Collected data entries

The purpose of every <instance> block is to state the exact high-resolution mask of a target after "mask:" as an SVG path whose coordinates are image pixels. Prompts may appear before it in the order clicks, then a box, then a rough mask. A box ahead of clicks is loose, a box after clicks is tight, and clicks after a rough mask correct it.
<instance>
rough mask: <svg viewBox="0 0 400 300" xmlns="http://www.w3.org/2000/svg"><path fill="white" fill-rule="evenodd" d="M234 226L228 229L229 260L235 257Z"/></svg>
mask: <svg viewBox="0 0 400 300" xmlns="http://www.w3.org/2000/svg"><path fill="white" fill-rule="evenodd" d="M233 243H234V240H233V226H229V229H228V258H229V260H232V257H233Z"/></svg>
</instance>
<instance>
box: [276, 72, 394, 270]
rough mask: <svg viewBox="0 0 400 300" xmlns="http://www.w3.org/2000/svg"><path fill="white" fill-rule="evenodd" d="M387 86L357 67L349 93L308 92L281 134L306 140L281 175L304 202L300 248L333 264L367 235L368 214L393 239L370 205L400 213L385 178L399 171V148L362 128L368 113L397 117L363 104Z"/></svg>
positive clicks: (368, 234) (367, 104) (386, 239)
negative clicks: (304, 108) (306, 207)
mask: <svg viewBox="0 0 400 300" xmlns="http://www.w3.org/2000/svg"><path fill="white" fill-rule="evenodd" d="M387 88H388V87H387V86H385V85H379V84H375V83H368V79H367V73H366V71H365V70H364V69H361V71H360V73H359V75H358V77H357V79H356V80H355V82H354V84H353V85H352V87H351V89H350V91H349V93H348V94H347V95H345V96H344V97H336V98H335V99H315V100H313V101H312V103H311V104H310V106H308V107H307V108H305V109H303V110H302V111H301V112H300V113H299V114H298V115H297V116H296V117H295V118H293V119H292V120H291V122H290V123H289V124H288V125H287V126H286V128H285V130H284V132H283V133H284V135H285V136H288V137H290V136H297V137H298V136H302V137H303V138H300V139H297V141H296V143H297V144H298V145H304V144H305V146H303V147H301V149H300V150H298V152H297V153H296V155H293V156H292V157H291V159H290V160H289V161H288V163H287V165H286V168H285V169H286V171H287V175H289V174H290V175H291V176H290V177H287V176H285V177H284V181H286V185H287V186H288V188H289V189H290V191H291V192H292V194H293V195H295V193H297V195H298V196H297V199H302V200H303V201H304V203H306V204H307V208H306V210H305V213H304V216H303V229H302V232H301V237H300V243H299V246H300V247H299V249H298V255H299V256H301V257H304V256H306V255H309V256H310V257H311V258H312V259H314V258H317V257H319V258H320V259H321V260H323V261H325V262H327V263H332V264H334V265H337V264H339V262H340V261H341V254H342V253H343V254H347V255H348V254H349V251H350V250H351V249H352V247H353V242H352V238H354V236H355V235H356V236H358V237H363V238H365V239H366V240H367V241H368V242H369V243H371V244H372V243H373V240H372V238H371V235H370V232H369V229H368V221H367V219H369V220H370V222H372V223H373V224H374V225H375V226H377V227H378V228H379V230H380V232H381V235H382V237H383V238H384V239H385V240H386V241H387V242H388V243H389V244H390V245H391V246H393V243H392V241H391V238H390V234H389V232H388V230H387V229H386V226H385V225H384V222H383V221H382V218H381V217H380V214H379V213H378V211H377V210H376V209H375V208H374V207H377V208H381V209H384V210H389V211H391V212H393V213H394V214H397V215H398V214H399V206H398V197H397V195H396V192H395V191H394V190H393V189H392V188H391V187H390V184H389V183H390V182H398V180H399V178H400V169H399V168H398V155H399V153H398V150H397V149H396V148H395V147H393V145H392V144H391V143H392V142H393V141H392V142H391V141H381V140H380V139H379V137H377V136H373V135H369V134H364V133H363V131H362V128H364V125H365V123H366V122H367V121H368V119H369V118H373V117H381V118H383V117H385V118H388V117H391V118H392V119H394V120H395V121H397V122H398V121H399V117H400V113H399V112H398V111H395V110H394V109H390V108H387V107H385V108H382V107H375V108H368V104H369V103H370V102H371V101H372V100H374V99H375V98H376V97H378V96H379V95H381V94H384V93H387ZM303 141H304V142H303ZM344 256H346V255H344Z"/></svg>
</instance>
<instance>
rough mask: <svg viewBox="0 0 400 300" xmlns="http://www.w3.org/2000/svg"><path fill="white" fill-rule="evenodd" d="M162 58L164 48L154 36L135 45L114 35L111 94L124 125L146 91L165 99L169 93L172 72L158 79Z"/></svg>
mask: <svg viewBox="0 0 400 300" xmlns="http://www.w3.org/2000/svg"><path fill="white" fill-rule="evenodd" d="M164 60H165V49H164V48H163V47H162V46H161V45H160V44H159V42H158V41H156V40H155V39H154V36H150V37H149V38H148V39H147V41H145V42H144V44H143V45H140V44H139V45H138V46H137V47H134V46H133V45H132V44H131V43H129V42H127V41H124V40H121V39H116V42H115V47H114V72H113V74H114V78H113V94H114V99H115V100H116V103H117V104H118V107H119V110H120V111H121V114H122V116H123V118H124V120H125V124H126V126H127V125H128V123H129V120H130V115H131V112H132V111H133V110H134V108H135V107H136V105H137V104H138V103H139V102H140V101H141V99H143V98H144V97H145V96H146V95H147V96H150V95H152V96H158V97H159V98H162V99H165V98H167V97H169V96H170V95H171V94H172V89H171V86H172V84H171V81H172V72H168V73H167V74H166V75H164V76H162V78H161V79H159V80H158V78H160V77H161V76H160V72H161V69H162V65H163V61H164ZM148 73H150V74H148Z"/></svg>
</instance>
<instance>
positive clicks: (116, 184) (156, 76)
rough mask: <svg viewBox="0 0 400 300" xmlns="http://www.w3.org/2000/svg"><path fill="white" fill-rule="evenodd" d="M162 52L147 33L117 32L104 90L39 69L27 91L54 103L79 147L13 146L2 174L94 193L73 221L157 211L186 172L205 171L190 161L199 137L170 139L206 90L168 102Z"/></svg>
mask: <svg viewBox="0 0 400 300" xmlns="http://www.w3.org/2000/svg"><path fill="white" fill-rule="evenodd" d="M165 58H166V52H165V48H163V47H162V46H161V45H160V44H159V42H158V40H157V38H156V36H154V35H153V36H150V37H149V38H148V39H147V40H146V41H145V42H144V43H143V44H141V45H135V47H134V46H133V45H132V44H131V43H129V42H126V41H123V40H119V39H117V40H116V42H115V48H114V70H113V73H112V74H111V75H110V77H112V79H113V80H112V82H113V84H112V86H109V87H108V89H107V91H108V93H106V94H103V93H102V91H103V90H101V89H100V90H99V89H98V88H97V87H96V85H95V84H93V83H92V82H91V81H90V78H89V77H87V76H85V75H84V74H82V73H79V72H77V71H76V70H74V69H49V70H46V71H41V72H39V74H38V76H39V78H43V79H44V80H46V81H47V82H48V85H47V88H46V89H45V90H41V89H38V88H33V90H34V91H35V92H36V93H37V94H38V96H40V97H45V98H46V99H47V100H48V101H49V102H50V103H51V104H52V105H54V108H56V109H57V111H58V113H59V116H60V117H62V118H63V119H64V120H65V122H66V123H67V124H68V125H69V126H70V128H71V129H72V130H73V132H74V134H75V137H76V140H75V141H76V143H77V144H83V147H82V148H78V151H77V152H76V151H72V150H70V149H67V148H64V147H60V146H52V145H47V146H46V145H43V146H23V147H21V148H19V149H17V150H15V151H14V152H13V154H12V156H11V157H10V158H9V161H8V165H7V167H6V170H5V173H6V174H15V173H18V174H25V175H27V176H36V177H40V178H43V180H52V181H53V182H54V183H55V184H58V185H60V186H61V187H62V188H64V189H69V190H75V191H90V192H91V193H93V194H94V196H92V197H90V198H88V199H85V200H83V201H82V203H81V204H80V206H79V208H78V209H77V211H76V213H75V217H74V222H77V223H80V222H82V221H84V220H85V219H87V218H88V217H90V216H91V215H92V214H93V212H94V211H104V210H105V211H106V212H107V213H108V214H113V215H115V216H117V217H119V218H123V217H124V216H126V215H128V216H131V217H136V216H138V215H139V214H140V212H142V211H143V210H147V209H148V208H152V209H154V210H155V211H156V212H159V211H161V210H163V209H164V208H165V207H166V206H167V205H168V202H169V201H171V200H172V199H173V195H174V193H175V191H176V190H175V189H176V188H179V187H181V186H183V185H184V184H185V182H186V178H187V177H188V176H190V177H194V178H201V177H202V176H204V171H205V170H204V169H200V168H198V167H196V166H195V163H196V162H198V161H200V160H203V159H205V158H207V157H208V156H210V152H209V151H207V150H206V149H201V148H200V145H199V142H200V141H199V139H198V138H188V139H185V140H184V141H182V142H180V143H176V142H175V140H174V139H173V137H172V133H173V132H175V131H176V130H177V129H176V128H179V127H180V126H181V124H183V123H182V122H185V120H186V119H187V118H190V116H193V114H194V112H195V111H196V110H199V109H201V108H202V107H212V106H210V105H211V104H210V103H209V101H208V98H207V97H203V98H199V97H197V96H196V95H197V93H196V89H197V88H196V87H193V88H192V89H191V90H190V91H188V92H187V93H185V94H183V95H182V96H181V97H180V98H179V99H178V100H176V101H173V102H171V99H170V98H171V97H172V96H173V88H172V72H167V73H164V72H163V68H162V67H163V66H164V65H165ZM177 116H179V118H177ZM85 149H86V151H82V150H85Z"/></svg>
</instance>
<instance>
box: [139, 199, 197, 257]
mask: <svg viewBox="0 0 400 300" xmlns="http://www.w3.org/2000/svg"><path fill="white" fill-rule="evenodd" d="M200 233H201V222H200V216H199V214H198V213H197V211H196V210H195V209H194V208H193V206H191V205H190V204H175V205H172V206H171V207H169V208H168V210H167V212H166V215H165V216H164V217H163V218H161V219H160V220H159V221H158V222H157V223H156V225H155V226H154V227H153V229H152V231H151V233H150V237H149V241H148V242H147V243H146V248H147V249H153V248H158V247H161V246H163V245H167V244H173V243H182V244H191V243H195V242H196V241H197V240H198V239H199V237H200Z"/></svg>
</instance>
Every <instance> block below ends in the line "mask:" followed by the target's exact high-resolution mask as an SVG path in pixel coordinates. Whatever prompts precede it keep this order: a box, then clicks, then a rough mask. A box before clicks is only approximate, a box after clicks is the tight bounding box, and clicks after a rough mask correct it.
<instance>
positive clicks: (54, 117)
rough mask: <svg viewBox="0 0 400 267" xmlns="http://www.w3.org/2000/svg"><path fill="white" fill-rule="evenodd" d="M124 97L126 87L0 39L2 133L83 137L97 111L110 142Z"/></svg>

> What the exercise asks:
Make an exact copy of every line from the one with "positive clicks: (54, 117)" to the end of the data, with the first and last of those lines included.

> Solution to this exercise:
positive clicks: (54, 117)
rough mask: <svg viewBox="0 0 400 267" xmlns="http://www.w3.org/2000/svg"><path fill="white" fill-rule="evenodd" d="M124 97L126 87L0 39L2 133L83 137L97 111L110 142Z"/></svg>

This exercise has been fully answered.